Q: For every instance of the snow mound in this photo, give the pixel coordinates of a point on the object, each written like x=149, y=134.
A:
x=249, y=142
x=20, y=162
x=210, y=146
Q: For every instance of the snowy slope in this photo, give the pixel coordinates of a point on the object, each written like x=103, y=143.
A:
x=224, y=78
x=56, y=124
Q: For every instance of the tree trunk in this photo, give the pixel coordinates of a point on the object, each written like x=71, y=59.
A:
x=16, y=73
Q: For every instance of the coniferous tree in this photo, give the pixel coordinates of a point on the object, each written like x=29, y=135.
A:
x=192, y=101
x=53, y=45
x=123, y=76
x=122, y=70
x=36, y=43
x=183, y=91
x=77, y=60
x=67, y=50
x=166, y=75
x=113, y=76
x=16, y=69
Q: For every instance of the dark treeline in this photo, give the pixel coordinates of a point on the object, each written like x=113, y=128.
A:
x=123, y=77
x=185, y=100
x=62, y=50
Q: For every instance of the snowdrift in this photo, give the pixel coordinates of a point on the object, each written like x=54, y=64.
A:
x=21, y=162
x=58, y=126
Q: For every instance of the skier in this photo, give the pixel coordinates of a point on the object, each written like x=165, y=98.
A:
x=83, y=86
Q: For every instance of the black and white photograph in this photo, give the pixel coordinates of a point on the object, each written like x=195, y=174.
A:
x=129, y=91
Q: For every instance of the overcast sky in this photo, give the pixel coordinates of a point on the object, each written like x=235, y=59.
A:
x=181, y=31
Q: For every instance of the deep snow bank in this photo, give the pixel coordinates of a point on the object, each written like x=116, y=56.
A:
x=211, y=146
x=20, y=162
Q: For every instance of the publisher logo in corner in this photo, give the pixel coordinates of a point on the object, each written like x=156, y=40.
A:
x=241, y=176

---

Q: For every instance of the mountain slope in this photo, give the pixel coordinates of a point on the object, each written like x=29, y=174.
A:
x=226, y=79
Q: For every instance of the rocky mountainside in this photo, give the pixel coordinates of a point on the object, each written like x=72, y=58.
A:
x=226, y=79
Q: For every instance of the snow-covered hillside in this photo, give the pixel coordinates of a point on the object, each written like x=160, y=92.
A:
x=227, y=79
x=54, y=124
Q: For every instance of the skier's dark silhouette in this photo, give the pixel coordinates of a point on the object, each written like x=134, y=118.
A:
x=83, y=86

*Directive:*
Print the material from the line containing "Q: For every instance of the coniferous" through the line containing "x=241, y=176", both included, reproducing each line without any change.

*Answer to this task:*
Q: For every instance of the coniferous tree in this photo, give the pixel coordinates of a point on the object, each written like x=29, y=135.
A:
x=192, y=101
x=53, y=45
x=123, y=76
x=122, y=70
x=36, y=43
x=183, y=91
x=77, y=60
x=67, y=50
x=166, y=75
x=113, y=76
x=16, y=69
Q: For every instance of the dark treeline in this photo, give the pixel coordinates of a point on the object, each written like x=113, y=128.
A:
x=123, y=77
x=185, y=100
x=62, y=50
Q: For every instance of the snowdrift in this photo, give the pixel coordinates of a point on the object, each written like x=54, y=64.
A:
x=21, y=162
x=58, y=126
Q: For every instance of the skier in this photo, give the pixel coordinates of a point on the object, each written like x=165, y=98.
A:
x=83, y=86
Q: For every instance of the black and white photograph in this photo, give the pixel coordinates of a point on the object, each written like x=195, y=174.
A:
x=129, y=91
Q: For every instance of the overcast sky in this photo, give the pixel coordinates of a point on the object, each written like x=235, y=59.
A:
x=181, y=31
Q: For every instance of the deep snow bank in this photo, give the pixel coordinates of a point on the object, each written like x=116, y=56.
A:
x=211, y=146
x=20, y=162
Q: For every instance of the publisher logo in corner in this photo, give the pixel coordinates of a point on the object, each written like x=156, y=40.
A:
x=241, y=176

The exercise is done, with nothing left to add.